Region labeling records
╭──

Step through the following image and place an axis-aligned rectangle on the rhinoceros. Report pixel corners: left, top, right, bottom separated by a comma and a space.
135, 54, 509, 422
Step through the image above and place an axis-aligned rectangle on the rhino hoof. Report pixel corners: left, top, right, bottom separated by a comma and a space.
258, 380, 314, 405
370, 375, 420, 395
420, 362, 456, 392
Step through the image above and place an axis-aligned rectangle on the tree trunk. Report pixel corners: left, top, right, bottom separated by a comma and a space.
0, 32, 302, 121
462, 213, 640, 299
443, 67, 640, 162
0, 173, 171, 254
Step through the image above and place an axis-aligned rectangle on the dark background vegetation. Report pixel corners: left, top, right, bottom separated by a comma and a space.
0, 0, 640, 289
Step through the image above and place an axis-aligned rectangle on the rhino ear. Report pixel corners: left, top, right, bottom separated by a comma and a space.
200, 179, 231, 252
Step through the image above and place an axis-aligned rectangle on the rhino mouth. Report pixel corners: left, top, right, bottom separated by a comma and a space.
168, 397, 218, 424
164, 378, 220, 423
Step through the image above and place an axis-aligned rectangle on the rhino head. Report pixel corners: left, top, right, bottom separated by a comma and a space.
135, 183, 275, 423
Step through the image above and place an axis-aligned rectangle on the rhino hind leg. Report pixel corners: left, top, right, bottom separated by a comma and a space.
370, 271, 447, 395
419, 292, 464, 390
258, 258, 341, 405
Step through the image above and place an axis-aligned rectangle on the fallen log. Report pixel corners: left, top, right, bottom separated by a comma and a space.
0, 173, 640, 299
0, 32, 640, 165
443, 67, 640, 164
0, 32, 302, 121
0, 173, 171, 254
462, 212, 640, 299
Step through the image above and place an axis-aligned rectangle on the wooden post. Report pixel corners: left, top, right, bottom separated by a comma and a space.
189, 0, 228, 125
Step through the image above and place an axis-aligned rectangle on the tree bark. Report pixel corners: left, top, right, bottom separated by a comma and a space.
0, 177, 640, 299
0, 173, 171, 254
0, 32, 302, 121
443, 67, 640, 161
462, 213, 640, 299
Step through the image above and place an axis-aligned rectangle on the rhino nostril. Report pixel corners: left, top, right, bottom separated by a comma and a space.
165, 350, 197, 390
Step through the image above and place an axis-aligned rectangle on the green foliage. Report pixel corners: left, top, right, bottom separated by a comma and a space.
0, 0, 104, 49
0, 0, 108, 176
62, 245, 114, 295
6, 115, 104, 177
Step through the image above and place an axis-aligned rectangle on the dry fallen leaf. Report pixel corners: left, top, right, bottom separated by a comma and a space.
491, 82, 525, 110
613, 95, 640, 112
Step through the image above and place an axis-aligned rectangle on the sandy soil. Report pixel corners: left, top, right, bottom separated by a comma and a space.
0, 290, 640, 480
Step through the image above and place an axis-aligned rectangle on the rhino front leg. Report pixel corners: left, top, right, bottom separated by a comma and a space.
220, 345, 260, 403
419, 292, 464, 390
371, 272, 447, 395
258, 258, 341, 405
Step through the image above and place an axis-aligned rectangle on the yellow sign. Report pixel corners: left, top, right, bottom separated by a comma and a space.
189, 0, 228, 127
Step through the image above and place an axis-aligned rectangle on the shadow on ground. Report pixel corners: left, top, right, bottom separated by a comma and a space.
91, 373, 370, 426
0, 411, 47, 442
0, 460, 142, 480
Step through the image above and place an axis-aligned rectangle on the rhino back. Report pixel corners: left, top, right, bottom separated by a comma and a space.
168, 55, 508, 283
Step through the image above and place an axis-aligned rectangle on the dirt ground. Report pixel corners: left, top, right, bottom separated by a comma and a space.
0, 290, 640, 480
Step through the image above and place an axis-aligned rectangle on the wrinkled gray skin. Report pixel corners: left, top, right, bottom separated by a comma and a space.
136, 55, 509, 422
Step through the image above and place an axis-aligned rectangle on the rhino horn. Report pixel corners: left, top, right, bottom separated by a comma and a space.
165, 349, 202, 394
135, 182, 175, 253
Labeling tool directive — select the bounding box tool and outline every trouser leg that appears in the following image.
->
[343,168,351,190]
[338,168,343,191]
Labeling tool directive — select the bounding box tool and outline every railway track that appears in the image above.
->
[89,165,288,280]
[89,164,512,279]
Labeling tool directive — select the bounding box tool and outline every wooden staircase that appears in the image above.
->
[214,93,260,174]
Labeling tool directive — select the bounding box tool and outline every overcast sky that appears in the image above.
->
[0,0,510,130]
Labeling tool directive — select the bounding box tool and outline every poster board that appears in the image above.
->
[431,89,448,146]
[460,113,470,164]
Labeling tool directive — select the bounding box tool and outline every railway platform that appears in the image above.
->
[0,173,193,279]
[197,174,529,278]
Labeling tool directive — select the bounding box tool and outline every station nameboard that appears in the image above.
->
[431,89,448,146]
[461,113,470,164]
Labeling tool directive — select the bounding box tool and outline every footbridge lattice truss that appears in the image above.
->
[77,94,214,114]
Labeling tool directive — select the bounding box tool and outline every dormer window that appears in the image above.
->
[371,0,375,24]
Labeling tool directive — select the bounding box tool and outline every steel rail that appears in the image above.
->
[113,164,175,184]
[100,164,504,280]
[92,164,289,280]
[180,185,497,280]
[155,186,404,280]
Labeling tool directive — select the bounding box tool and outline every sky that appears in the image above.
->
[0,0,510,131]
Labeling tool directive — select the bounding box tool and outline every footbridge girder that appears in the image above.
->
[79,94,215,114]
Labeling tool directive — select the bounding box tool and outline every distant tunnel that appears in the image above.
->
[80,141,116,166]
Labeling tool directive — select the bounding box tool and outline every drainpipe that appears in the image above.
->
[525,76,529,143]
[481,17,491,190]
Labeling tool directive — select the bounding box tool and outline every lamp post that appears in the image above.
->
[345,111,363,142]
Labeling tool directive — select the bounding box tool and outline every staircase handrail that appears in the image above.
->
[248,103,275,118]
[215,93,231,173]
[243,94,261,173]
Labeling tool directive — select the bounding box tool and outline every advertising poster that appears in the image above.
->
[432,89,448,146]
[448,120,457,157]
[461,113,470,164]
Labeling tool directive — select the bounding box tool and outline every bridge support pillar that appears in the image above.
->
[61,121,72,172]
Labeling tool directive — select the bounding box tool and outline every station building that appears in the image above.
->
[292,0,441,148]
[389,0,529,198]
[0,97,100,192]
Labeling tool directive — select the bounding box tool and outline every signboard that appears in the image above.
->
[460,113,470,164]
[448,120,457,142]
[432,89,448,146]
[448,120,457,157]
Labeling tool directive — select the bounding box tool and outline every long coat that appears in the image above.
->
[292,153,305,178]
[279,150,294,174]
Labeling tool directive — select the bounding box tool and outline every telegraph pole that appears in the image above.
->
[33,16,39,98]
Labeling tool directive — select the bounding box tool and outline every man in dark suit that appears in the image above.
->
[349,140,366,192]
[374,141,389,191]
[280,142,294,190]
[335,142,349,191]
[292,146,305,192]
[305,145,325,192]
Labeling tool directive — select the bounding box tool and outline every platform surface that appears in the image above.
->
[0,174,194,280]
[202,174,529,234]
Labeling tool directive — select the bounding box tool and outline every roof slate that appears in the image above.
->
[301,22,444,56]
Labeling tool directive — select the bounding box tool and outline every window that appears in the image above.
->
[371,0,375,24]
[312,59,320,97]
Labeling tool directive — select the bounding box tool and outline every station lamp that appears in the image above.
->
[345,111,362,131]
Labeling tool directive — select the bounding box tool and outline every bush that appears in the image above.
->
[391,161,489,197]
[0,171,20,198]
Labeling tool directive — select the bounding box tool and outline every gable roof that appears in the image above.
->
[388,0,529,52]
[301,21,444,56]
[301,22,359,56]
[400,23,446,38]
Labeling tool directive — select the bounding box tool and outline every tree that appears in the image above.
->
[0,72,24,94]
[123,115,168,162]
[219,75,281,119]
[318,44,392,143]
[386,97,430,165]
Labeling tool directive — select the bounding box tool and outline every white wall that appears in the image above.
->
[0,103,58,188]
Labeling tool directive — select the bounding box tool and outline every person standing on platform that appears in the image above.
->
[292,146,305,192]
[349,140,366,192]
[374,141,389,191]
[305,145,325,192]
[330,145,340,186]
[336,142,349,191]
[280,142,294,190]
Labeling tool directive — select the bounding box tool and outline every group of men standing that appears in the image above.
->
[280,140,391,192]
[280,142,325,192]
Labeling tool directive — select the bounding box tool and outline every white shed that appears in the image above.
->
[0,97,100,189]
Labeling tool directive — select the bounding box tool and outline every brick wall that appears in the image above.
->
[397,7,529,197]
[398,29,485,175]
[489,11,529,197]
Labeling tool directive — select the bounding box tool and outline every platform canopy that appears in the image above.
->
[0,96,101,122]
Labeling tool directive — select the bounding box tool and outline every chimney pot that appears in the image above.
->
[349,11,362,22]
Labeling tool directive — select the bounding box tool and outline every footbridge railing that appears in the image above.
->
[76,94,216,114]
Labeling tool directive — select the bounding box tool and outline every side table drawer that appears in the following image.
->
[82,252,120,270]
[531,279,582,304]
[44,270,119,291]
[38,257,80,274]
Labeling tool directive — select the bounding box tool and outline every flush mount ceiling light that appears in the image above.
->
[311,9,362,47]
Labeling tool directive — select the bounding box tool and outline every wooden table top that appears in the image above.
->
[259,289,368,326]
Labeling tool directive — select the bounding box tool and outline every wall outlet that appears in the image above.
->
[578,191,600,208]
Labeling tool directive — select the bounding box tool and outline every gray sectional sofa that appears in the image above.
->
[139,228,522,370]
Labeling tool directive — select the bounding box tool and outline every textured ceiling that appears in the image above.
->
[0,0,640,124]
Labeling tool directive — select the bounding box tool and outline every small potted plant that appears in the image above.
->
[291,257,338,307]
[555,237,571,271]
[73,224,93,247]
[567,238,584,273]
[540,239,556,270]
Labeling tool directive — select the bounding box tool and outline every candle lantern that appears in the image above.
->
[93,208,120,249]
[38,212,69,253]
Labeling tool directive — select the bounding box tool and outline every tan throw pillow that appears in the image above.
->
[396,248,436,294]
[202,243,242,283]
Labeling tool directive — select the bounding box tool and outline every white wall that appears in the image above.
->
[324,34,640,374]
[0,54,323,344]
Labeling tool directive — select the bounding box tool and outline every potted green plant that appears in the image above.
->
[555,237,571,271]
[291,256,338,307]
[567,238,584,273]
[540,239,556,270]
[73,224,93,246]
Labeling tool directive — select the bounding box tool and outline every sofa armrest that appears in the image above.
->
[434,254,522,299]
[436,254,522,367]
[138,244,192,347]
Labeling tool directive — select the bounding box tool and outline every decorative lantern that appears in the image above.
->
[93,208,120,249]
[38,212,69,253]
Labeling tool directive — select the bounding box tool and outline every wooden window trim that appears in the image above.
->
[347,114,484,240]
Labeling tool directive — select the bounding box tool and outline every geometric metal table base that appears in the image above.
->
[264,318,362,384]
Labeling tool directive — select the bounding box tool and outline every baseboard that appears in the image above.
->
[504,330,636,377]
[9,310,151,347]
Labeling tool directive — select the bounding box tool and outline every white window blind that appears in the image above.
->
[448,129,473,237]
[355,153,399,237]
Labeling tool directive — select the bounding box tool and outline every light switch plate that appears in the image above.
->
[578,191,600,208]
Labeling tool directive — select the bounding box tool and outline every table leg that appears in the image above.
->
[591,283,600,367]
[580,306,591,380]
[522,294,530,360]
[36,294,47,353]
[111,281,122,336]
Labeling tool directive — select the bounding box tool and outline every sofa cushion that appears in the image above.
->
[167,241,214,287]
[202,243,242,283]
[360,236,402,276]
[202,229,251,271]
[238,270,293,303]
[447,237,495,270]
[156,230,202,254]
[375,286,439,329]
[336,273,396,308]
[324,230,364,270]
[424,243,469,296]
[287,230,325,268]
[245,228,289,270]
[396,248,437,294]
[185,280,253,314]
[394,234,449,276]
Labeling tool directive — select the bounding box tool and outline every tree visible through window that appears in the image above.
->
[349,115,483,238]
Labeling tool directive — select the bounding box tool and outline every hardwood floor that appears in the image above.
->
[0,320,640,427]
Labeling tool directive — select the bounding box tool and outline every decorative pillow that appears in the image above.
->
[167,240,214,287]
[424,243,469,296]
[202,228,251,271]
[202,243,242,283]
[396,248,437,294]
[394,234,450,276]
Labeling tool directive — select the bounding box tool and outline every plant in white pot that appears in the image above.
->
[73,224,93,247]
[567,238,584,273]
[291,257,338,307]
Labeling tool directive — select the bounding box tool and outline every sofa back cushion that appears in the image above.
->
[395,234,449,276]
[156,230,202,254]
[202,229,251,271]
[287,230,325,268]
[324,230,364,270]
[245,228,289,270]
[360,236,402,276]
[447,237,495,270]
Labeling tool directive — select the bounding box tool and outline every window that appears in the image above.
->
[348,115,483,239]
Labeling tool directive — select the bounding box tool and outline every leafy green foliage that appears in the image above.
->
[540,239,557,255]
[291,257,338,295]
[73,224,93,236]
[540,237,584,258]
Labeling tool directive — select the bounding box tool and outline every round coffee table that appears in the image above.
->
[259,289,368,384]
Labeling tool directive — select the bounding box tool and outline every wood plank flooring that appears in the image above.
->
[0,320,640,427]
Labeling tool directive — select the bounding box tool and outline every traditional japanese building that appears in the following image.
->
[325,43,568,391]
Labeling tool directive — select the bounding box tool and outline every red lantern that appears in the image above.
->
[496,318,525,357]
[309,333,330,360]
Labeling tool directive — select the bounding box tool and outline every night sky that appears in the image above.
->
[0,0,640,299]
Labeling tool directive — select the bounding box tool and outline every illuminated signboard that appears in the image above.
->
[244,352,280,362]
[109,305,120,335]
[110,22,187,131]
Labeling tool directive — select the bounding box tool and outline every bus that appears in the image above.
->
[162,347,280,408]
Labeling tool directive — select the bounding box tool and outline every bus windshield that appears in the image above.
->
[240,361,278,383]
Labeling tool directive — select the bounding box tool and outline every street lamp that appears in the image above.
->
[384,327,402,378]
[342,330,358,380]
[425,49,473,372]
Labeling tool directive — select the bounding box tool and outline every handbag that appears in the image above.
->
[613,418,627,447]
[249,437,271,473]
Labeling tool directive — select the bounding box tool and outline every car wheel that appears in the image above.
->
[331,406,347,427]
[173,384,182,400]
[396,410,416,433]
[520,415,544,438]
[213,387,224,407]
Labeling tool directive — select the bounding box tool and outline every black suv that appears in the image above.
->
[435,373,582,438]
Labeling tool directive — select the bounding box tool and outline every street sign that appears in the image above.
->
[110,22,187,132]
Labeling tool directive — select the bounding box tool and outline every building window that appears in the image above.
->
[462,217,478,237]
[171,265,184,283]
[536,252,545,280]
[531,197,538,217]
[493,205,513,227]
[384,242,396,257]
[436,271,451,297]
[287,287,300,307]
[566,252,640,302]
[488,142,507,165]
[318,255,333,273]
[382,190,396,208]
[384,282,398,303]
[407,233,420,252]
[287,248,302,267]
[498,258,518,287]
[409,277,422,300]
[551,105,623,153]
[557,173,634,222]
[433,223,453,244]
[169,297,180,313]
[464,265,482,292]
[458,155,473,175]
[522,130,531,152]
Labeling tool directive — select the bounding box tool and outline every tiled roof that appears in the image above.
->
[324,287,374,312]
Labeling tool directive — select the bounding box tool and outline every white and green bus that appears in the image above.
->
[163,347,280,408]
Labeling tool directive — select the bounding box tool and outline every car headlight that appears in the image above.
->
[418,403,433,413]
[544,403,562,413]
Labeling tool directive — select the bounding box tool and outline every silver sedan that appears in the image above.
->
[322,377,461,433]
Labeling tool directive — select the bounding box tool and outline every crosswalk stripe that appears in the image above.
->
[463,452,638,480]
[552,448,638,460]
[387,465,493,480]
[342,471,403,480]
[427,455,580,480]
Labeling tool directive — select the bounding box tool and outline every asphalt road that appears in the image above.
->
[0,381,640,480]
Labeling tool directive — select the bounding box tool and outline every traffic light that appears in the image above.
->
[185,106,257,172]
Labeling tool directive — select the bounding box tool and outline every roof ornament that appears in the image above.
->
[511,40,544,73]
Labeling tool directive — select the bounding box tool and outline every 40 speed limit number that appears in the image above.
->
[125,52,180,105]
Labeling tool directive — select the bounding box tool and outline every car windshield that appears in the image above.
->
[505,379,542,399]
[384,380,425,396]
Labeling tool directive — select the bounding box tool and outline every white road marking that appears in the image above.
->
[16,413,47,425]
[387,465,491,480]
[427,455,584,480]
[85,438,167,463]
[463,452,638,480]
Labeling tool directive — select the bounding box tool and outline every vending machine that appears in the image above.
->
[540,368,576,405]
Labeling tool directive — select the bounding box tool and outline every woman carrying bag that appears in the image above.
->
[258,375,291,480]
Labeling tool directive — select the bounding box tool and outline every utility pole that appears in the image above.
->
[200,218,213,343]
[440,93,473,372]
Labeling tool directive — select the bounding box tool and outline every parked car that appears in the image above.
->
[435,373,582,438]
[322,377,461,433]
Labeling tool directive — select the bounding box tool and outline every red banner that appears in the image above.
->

╰──

## BRIEF:
Reproduce the lines above without any change, starting at the line that contains "the rhino front" and ending at the line that contains "[338,168,343,191]", with both of those lines included.

## TASK SOLUTION:
Step through the image above and place an axis-aligned rectangle on the rhino front leg. Report pixel corners: left, top, right, bottom separated by a comma and a space.
220, 345, 260, 403
419, 292, 464, 390
371, 272, 447, 395
258, 258, 341, 405
Step through the image above and place an axis-aligned rectangle on the yellow sign. Report pixel corners: left, top, right, bottom separated by a comma and a space.
189, 0, 228, 127
Step through the image above and place an axis-aligned rectangle on the shadow on ground. Report pixel corners: left, top, right, bottom separated by a comma and a space.
91, 373, 370, 426
0, 411, 47, 442
0, 460, 142, 480
Step through the image above and place an axis-aligned rectangle on the rhino back. Report pixel corners: left, top, right, bottom separated by a comma and a space.
168, 55, 508, 283
Step through the image above and place an axis-aligned rectangle on the dirt ground. Report pixel corners: left, top, right, bottom separated by a comma and a space.
0, 290, 640, 480
Step through the image above and place an axis-aligned rectangle on the wrinkled gray skin. Report pixel corners: left, top, right, bottom separated by a comma and a space.
136, 55, 509, 422
Step through the image above and place an axis-aligned rectangle on the rhino horn. Report pixel corners: left, top, right, bottom separated by a comma and a space.
165, 349, 202, 394
135, 182, 175, 253
Labeling tool directive — select the bounding box tool and outline every trouser leg that appears in the following image.
->
[343,168,351,190]
[338,168,343,191]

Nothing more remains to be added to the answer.